Sundays are for getting back in the saddle. And so after an extended Christmas break, the Sunday Papers returns with a roundup of the best writing about videogames from across the week (and beyond).

Game developer and founder of the studio who made Hand of Fate, Morgan Jaffit, wrote this past week about the cost of doing business. That cost is online abuse, which Jaffit argues has become normalised. It's hard to disagree and I think a lot about how what we write here at RPS can better shape the discussion that surrounds videogames.

Yet there’s a striking difference, in 2018 at least. In the last twelve months a single topic has come up every time I’ve spoken developer-to-developer either in person or online : abuse. The difference between my Grandfather and I is that he did his work in peace. While there were surely frustrated punters, the chance of one of them calling my Grandfather lazy to his face was small. None would pull him up to call him greedy, stupid, ignorant or bad at his job.

Yet every game developer receives these messages daily.

Supreme Commander Forged Alliance is the best real-time strategy game ever made, so of course I was interested to read this Making Of about the base game. There's lots of quotes in there from the game's lead designer, Chris Taylor.

Today, Taylor is working on a brand new RTS which he hopes to talk more about in 2018. "My goal is to take the experience to a whole new level and break the genre out of the rut it's been in for what seems like an eternity," he says. Having already done that twice with Total Annihilation and Supreme Commander, we should have high hopes the designer can achieve his objective. "With SupCom, we knew there were a few ambitious and silly features in there that we could have cut - but we didn't know they were like that until we implemented them. And why even bother making games if you're shy about something being useless or unnecessary in a game? You have to take chances, try things and see what works, especially if you want to push the boundaries and create something new and unique. People who do that truly love to explore the unknown, and those are the types of people that worked on Dungeon Siege and the SupCom games."

■ Raw records:

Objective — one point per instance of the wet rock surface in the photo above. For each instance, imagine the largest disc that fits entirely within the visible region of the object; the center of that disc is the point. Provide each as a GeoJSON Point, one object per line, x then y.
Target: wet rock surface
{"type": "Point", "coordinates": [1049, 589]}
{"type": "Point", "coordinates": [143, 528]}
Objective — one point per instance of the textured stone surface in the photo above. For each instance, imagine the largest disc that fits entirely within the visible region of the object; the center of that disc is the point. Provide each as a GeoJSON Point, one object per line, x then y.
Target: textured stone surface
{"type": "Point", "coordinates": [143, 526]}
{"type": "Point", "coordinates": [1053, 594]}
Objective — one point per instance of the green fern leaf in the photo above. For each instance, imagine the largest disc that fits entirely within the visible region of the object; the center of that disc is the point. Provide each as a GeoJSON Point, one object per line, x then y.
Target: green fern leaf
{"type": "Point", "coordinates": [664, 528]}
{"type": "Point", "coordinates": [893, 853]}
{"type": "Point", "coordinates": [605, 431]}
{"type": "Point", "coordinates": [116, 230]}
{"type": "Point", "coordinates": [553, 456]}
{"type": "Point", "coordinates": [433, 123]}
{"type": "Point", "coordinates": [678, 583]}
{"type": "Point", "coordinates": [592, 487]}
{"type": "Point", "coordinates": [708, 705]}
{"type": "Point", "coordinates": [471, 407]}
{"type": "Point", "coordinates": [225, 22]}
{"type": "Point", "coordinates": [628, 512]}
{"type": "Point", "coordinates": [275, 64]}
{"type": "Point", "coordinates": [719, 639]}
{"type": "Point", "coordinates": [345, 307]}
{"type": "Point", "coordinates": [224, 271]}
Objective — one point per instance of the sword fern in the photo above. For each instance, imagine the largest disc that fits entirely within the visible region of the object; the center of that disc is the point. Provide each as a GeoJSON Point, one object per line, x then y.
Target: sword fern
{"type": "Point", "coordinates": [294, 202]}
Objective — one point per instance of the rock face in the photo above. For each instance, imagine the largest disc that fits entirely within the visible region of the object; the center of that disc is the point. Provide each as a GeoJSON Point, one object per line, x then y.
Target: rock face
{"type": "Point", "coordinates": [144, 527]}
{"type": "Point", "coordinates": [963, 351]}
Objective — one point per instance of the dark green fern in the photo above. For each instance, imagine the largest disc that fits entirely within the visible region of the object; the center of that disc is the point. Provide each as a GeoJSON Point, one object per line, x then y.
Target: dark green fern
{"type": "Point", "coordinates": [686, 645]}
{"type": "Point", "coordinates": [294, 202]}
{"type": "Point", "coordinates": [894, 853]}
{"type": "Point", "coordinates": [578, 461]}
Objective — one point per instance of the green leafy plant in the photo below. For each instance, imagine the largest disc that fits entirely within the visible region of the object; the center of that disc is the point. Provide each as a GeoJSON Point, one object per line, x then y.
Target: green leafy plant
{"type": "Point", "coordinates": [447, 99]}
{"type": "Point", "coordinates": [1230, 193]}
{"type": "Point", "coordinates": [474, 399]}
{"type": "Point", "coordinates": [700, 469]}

■ Job 1: Which game does the Sunday Papers excerpt call the best real-time strategy game ever made?
■ Job 2: Convert the lines of the records from the line containing "Objective — one point per instance of the textured" to the line containing "Target: textured stone surface" into a Markdown table with the columns "Row" and "Line", omitting blank lines.

■ Task answer 1: Supreme Commander Forged Alliance.

■ Task answer 2:
| Row | Line |
|---|---|
| 1 | Objective — one point per instance of the textured stone surface in the photo above. For each instance, imagine the largest disc that fits entirely within the visible region of the object; the center of that disc is the point. Provide each as a GeoJSON Point, one object per line, x then y. |
| 2 | Target: textured stone surface |